Dans le cadre de cette communication, on s'attache à mettre en
évidence, en traitant particulièrement de la Corée du Sud et
de Taïwan: (1) les raisons qui expliquent la
"contre-révolution" néoclassique des années 80 ainsi
que ses limites principales; (2) les facteurs de l'apparition de
l'approche favorable au marché des années 90 et (3) les limites
de cette nouvelle thèse, en ce qui concerne ses liens étroits -
mais non reconnus - avec l'orthodoxie néoclassique précédente
et l'absence de fondement empirique de cette interprétation dans
le cas des NPI asiatiques.
Colloque NOUVEAUX DYNAMISMES INDUSTRIELS ET ECONOMIE DU
DEVELOPPEMENT (Grenoble, 20-21
Octobre 1994)

####

EXERCICES À RÉALISER:
1) Réécrivez le passage de l'extrait fourni qui va de « Dans le cadre » à « Octobre 1994) », en remplaçant « Taïwan » par « Singapour ».
2) Recopiez à l'identique, dans les entrées, les lignes allant de la ligne contenant « (a) Inspect the image above. Where is the driftwood » à la ligne contenant « [620,386,885,427] ».

[Entrées sources]
####

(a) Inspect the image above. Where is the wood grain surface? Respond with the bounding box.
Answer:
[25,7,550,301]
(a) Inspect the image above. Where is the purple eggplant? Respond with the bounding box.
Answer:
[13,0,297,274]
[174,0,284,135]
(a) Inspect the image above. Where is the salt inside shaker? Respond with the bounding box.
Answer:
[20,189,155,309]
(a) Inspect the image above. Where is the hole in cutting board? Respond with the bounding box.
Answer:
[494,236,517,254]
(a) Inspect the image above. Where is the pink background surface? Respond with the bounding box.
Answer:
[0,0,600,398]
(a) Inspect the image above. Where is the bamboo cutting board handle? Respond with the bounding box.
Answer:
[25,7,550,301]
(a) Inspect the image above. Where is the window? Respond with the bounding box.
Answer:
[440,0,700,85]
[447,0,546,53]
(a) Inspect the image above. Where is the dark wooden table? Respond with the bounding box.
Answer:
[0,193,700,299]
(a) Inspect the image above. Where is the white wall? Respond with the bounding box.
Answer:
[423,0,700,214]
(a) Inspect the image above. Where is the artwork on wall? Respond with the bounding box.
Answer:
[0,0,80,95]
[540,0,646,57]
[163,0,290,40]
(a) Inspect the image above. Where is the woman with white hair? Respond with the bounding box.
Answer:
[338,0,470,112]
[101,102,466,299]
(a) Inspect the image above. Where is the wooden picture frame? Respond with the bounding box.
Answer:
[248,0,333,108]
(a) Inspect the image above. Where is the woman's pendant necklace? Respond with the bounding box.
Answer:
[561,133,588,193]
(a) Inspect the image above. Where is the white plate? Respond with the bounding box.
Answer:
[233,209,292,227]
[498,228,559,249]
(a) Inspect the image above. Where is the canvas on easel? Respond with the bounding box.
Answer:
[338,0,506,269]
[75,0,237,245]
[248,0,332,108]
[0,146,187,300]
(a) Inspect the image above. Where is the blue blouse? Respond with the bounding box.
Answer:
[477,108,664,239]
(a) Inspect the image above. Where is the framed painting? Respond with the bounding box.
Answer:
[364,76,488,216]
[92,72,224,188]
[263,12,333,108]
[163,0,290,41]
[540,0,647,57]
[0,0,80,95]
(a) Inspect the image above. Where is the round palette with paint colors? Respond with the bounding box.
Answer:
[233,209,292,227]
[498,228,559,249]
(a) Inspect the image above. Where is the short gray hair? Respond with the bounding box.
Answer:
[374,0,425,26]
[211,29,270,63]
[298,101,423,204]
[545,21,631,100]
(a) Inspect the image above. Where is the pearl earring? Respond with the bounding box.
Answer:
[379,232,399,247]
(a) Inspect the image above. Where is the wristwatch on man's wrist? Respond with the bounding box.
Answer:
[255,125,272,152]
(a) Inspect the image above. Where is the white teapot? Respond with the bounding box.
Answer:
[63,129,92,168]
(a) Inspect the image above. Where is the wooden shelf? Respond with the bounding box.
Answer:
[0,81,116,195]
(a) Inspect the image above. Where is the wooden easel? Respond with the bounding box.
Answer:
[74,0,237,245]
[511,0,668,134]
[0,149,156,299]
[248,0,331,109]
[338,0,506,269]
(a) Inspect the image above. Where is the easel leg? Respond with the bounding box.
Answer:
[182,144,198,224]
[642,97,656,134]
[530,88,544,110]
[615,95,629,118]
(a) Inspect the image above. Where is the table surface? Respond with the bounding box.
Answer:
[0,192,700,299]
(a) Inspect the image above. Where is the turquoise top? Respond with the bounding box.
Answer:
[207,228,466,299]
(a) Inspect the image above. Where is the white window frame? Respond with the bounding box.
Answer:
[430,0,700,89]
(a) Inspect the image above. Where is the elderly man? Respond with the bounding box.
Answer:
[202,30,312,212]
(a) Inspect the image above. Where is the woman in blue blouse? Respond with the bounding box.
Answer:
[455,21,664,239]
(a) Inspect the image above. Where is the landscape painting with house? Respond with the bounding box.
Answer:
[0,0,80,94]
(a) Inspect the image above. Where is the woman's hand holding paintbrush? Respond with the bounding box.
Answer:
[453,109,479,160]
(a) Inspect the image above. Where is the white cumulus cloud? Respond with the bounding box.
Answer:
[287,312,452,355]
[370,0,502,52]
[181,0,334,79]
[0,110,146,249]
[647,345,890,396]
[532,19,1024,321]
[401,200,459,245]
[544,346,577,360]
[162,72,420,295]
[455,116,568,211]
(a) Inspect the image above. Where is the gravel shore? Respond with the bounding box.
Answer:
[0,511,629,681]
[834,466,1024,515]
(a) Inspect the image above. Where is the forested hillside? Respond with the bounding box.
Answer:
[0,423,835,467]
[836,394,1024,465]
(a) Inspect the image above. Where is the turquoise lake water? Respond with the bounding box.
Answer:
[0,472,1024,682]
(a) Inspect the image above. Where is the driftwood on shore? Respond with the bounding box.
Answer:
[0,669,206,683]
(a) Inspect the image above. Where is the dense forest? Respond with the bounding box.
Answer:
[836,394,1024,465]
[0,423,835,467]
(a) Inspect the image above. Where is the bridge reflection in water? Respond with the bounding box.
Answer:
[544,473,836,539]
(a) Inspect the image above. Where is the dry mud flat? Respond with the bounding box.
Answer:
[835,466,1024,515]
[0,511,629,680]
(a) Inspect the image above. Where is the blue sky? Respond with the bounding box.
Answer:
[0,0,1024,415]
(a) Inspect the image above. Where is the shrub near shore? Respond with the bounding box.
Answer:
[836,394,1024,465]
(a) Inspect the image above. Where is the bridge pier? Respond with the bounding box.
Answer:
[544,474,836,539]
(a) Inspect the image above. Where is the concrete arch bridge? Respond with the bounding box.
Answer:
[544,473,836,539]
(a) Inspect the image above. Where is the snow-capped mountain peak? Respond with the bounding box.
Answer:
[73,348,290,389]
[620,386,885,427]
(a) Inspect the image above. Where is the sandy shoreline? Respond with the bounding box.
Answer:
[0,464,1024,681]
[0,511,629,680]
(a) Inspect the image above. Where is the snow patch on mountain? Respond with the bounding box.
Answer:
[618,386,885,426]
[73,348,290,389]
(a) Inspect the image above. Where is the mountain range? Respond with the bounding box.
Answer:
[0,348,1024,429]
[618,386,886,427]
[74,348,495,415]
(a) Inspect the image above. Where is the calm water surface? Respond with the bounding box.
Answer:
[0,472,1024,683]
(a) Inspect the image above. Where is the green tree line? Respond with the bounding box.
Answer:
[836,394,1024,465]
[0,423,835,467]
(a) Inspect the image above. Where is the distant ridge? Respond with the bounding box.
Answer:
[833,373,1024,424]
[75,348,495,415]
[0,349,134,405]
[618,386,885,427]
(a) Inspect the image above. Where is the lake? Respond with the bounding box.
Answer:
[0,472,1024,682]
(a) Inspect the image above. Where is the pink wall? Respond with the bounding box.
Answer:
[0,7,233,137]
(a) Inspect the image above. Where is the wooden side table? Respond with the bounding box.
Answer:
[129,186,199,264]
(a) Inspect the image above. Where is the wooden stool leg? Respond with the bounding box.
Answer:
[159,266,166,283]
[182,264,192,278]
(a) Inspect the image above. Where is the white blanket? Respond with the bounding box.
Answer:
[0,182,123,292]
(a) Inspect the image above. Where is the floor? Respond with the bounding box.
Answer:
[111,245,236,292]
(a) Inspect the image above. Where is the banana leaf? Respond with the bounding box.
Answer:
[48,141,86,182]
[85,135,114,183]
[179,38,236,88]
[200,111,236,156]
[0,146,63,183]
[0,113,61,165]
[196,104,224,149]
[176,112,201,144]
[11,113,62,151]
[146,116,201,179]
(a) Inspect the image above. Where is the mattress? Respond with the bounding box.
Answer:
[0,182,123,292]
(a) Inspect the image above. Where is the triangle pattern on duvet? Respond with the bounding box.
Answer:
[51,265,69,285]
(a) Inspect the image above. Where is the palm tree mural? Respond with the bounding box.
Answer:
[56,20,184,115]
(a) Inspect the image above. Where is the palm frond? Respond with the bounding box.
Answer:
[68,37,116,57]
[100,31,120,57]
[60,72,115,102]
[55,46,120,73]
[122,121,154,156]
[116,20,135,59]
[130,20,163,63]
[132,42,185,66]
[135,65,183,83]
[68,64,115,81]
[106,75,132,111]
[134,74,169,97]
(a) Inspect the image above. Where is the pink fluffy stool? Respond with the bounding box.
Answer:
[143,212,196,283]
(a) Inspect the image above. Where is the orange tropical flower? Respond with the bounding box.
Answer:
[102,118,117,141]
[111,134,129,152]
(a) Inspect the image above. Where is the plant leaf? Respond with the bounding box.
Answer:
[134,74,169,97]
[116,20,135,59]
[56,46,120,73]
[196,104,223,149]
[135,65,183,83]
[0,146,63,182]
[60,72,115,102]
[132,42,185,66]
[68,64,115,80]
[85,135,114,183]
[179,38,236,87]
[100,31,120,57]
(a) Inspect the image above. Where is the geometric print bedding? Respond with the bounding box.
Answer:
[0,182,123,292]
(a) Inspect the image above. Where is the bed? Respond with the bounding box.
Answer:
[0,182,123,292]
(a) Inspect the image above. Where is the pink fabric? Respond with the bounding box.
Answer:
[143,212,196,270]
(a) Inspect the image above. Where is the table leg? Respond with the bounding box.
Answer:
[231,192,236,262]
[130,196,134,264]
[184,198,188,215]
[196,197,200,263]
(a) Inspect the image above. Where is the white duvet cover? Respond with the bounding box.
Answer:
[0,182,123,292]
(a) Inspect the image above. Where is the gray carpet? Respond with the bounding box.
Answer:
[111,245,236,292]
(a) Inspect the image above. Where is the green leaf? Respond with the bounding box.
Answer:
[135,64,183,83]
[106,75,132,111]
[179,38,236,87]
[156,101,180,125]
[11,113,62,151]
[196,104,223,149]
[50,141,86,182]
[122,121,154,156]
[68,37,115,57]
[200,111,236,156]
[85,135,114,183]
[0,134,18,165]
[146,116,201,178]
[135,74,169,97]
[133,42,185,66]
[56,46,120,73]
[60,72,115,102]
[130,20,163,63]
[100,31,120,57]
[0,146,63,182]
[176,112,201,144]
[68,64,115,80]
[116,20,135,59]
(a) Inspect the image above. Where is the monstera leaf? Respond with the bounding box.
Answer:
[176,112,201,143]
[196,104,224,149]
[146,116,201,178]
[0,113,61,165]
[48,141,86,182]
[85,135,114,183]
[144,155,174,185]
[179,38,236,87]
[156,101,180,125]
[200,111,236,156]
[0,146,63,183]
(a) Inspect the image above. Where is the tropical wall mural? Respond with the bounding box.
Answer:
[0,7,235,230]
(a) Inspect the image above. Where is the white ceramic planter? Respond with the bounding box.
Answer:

####

SOLUTIONS DES PROBLÈMES:
1)
Dans le cadre de cette communication, on s'attache à mettre en
évidence, en traitant particulièrement de la Corée du Sud et
de Singapour: (1) les raisons qui expliquent la
"contre-révolution" néoclassique des années 80 ainsi
que ses limites principales; (2) les facteurs de l'apparition de
l'approche favorable au marché des années 90 et (3) les limites
de cette nouvelle thèse, en ce qui concerne ses liens étroits -
mais non reconnus - avec l'orthodoxie néoclassique précédente
et l'absence de fondement empirique de cette interprétation dans
le cas des NPI asiatiques.
Colloque NOUVEAUX DYNAMISMES INDUSTRIELS ET ECONOMIE DU
DEVELOPPEMENT (Grenoble, 20-21
Octobre 1994)

2)
(a) Inspect the image above. Where is the driftwood on shore? Respond with the bounding box.
Answer:
[0,669,206,683]
(a) Inspect the image above. Where is the dense forest? Respond with the bounding box.
Answer:
[836,394,1024,465]
[0,423,835,467]
(a) Inspect the image above. Where is the bridge reflection in water? Respond with the bounding box.
Answer:
[544,473,836,539]
(a) Inspect the image above. Where is the dry mud flat? Respond with the bounding box.
Answer:
[835,466,1024,515]
[0,511,629,680]
(a) Inspect the image above. Where is the blue sky? Respond with the bounding box.
Answer:
[0,0,1024,415]
(a) Inspect the image above. Where is the shrub near shore? Respond with the bounding box.
Answer:
[836,394,1024,465]
(a) Inspect the image above. Where is the bridge pier? Respond with the bounding box.
Answer:
[544,474,836,539]
(a) Inspect the image above. Where is the concrete arch bridge? Respond with the bounding box.
Answer:
[544,473,836,539]
(a) Inspect the image above. Where is the snow-capped mountain peak? Respond with the bounding box.
Answer:
[73,348,290,389]
[620,386,885,427]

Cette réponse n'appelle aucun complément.